:: DOCUMENT SEGMENT ::

----------

Many deep generative models such as normalizing flows, variational autoencoders or neural auto-regresive models can be described by the previous expression. Their parameters are typically tuned by minimizing with respect to an objective function that quantifies the fit of the resulting \(q(x)\) to the target Boltzman distribution. This objective could be, for example, the Kullback-Leibler (KL) divergence from \(q(x)\) to \(p(x)\), denoted by \(\text{KL}[q(x) \vert \vert p(x)]\). Other objective functions are possible as well. Once an objective function has been chosen, its optimization is often done using stochastic gradient descent, which requires the evaluation of the energy function \(E(x)\) and its gradients. This is typically done using specialized software. For example, the OpenMM toolkit.

Using deep generative models for approximating the Boltzman distribution has multiple advantages. Unlike MC and MD simulations, they generate independent samples and can avoid getting stuck into temporary intermediate states with low transition probabilities. Deep generative models are very flexible models and, by increasing the size of their DNNs, they can produce better and better approximations. While there will always be some amount of bias in the generated samples, this bias can be reduced by, for example, running a short Hybrid Monte Carlo simulation that is initialized with a sample from \(q(x)\) and then taking the last state of the simulation, which represents an improved version of the original sample. Another option is to use importance sampling, which is possible when the density of \(q(x)\) can be computed in a tractable way. For example, when the deep generative model is a normalizing flow or an autoregressive model.

Despite the aforementioned advantages, there are still some important points to consider when using deep generative models to approximate the Boltzman distribution p(x). First, \(p(x)\) naturally captures physical invariances regarding the location of atoms forming a molecule. For example, translation and rotational invariances. For efficient learning, this type of invariances need to be manually encoded into the deep generative model. While some initial work has been done in this area, there is still no general solution for this problem. Second, the optimization of the deep generative model may get stuck into fitting only a few of the modes of \(p(x)\) and ignoring the others. For example, minimizing \(\text{KL}[q(x) \vert \vert p(x)]\) is well known to have a tendency to favour solutions that have this problem. To avoid this, the objective function that is used for tuning needs to be carefully chosen to favour instead a more global fit to \(p(x)\). Finally, while importance sampling can be used to remove the bias in the samples from \(q(x)\), the performance of this method is poor when the dimensionality of x is large, which is the case in most practical applications. To avoid this, a possibility is to use Hamiltonian annealed importance sampling, which behaves better in higher dimensions.

----------

Answer these questions about the passage on deep generative models for the Boltzman distribution:
1. Which toolkit is named as an example of specialized software for evaluating the energy function?
2. Unlike MC and MD simulations, what kind of samples do deep generative models generate?
3. What method is suggested because it behaves better in higher dimensions?

:: EXCERPTED RECORDS ::

----------

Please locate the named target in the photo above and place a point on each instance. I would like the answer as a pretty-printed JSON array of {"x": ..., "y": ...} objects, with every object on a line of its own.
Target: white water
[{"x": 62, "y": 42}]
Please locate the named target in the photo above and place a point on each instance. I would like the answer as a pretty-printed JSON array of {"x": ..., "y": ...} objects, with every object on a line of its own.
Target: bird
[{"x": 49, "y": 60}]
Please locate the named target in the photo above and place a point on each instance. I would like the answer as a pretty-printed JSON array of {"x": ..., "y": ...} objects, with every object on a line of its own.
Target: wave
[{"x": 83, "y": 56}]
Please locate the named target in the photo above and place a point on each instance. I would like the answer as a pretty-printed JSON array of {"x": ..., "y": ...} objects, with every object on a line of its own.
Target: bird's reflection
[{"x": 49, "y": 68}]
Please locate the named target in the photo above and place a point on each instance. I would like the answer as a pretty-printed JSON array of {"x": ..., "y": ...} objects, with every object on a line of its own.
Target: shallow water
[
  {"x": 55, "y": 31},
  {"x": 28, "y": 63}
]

----------

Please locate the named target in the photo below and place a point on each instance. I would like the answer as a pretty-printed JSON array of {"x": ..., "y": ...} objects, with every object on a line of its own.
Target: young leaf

----------

:: THE ANSWER ::
1. The OpenMM toolkit.
2. Independent samples.
3. Hamiltonian annealed importance sampling.